WHAT TO WORK ON:
The lines below should be written out again in full, exactly as they are.

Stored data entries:
☆ ☆ ☆
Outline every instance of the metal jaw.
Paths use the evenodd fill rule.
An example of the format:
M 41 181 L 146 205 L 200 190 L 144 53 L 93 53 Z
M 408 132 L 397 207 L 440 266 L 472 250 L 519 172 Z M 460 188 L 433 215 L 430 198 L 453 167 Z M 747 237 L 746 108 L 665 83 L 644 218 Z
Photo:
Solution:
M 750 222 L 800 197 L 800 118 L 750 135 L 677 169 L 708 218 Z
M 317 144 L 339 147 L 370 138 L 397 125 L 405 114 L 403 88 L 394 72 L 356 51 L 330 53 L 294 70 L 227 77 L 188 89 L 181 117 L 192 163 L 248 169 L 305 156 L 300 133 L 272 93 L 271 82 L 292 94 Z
☆ ☆ ☆
RESPONSE FOR THIS EXERCISE:
Outline every instance of the metal jaw.
Paths use the evenodd fill rule.
An example of the format:
M 41 181 L 146 205 L 200 190 L 144 53 L 93 53 Z
M 408 132 L 397 207 L 440 266 L 472 250 L 519 172 Z M 460 188 L 433 215 L 430 198 L 453 167 Z M 747 237 L 746 108 L 665 83 L 644 218 Z
Photo:
Solution:
M 750 222 L 800 197 L 800 118 L 750 135 L 677 169 L 708 218 Z
M 317 144 L 339 147 L 370 138 L 397 125 L 405 114 L 403 88 L 394 72 L 356 51 L 330 53 L 294 70 L 227 77 L 188 89 L 181 117 L 192 163 L 248 169 L 305 156 L 300 133 L 272 93 L 271 82 L 292 94 Z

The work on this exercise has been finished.